- _Supplied data_:
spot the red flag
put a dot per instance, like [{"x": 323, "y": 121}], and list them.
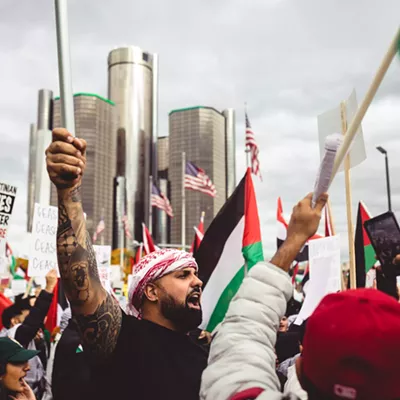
[
  {"x": 51, "y": 321},
  {"x": 148, "y": 243},
  {"x": 199, "y": 234}
]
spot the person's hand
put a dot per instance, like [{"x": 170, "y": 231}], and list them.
[
  {"x": 26, "y": 394},
  {"x": 51, "y": 280},
  {"x": 65, "y": 159},
  {"x": 305, "y": 219}
]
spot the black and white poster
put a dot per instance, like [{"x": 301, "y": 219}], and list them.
[{"x": 7, "y": 201}]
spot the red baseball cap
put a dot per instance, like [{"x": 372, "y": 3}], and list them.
[{"x": 352, "y": 346}]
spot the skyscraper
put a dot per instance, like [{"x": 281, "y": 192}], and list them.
[
  {"x": 200, "y": 132},
  {"x": 96, "y": 122},
  {"x": 164, "y": 221},
  {"x": 132, "y": 87}
]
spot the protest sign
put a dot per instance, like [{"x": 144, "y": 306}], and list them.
[
  {"x": 18, "y": 286},
  {"x": 325, "y": 273},
  {"x": 7, "y": 200},
  {"x": 43, "y": 250},
  {"x": 103, "y": 259}
]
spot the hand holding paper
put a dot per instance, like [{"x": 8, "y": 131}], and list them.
[{"x": 332, "y": 143}]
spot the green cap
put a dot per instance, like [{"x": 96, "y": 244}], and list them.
[{"x": 12, "y": 352}]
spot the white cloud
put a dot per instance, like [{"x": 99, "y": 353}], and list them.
[{"x": 290, "y": 60}]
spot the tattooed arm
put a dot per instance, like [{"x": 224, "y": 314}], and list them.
[{"x": 97, "y": 313}]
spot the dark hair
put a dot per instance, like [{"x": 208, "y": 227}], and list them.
[
  {"x": 287, "y": 345},
  {"x": 9, "y": 313}
]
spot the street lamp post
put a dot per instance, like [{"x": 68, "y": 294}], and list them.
[{"x": 384, "y": 152}]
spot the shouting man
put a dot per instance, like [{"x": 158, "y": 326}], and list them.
[{"x": 150, "y": 353}]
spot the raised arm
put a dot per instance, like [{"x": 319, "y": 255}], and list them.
[{"x": 97, "y": 313}]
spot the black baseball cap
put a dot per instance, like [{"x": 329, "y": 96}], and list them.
[{"x": 12, "y": 352}]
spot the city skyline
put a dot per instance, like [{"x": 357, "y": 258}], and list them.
[{"x": 219, "y": 64}]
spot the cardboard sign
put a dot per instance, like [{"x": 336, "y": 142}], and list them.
[
  {"x": 43, "y": 250},
  {"x": 325, "y": 273},
  {"x": 7, "y": 200}
]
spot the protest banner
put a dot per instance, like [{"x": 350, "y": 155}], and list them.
[
  {"x": 7, "y": 201},
  {"x": 43, "y": 249},
  {"x": 325, "y": 273},
  {"x": 18, "y": 286}
]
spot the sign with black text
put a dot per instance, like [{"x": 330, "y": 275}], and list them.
[
  {"x": 43, "y": 250},
  {"x": 7, "y": 200}
]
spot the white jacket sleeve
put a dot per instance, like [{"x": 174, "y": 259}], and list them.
[{"x": 242, "y": 354}]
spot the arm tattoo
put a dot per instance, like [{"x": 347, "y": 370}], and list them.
[
  {"x": 100, "y": 330},
  {"x": 98, "y": 316}
]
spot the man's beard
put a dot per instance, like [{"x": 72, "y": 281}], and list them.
[{"x": 185, "y": 318}]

- _Task to complete_:
Only the lines from the one with "spot the sign with black text" through the end of the material are wanted; copy them exactly, both ends included.

- _Worked solution_:
spot the sign with black text
put a dot per instance, like [{"x": 330, "y": 275}], and list them.
[
  {"x": 43, "y": 250},
  {"x": 7, "y": 200}
]
spot the white jacket sleeve
put a dot per instance, like [{"x": 174, "y": 259}], and list them.
[{"x": 242, "y": 354}]
spot the arm tattoo
put a dot per instance, like [{"x": 347, "y": 370}], and list them.
[
  {"x": 100, "y": 330},
  {"x": 98, "y": 316}
]
spot the man's beard
put a dot per instance, like [{"x": 72, "y": 281}], and list them.
[{"x": 185, "y": 318}]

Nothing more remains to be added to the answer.